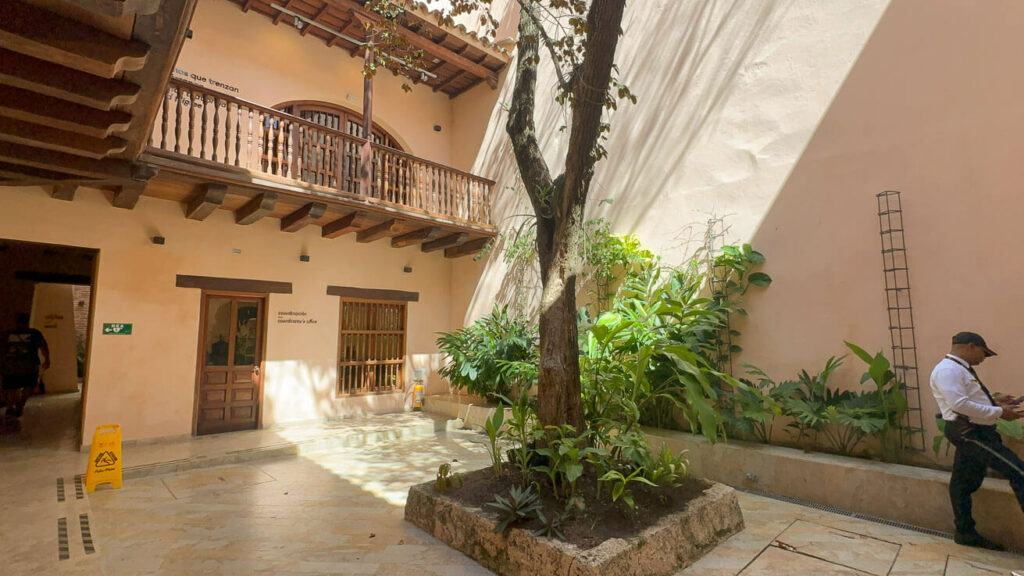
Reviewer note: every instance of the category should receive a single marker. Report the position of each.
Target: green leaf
(759, 279)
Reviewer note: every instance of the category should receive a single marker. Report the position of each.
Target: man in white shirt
(971, 413)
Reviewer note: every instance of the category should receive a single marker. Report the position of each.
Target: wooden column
(367, 155)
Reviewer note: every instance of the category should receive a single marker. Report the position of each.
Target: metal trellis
(896, 270)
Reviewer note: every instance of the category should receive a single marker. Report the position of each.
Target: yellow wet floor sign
(104, 458)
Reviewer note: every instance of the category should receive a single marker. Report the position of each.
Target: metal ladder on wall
(896, 270)
(714, 240)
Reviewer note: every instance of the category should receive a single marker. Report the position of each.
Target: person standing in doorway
(19, 363)
(970, 413)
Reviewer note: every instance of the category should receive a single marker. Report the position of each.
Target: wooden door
(228, 388)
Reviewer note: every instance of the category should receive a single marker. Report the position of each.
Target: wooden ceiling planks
(459, 60)
(80, 82)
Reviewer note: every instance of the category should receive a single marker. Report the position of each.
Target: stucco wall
(145, 381)
(271, 64)
(787, 118)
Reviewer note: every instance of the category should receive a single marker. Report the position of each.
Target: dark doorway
(228, 392)
(54, 284)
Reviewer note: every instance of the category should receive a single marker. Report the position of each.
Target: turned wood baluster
(163, 117)
(249, 140)
(238, 132)
(280, 152)
(177, 122)
(216, 125)
(261, 132)
(203, 131)
(227, 132)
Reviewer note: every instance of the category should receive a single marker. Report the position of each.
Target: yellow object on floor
(104, 458)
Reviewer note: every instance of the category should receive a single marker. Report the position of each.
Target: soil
(599, 521)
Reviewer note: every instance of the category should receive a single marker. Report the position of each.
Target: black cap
(973, 338)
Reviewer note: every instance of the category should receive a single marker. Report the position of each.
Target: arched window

-*-*-

#### [The task]
Please output all the records above exactly, leaving out every picture.

#### [Finished exercise]
Reviewer note: every instance of the category should receive a single marker. Report the position of each.
Target: green leaf
(759, 279)
Reviewer note: every instance of the category should receive a single marker. Report the position of each.
Target: man in white shirt
(971, 413)
Reviewer note: every instance of the category should receive a single marker. Report the position of each.
Target: wooden column
(367, 155)
Reviewer note: every instance of the category should receive a single marker. Report the position of each.
Target: metal trellis
(896, 270)
Reviewer note: every instance of the category should receive a single marker. Report the position of each.
Target: yellow wet floor sign
(104, 458)
Reviewer note: every instance of the category should receive a single marker. Report the position of each.
Target: metal ladder on wall
(896, 270)
(714, 240)
Reviewer note: every instance of the category should receive a single marker. Report the position of each.
Target: person standing in doorway
(19, 363)
(970, 413)
Reviewer note: every instance of the category should receive a single marker. Report the position of each.
Target: wooden door
(228, 388)
Reviewer note: every instance of the category should receive a single marker. Report the position of each.
Target: wooden ceiling planks
(459, 60)
(80, 82)
Reviewer note: every instance of the category should receive a single marker. Report the position of each.
Target: stucco wall
(145, 381)
(271, 64)
(787, 118)
Reviewer note: every instance of the category should receive a single marker. Report the position of each.
Target: dark doorway
(228, 392)
(54, 284)
Reviewer note: every instance of the category should receive a single marker. Report the position of each.
Target: turned wood baluster
(163, 117)
(249, 140)
(238, 132)
(280, 152)
(177, 122)
(216, 125)
(261, 132)
(203, 131)
(227, 132)
Reviewer note: every instance of the category should receive a single marker. Report the position of each.
Target: yellow object on floor
(104, 458)
Reviewer note: every instance of the category should receive a single marker. Report the position of each.
Target: soil
(599, 521)
Reviewer note: every instance of the category should receive a single marker. Report the position of each.
Target: black cap
(973, 338)
Reviewer note: every instance of the category should receive a single marker. Report the position of each.
Target: arched window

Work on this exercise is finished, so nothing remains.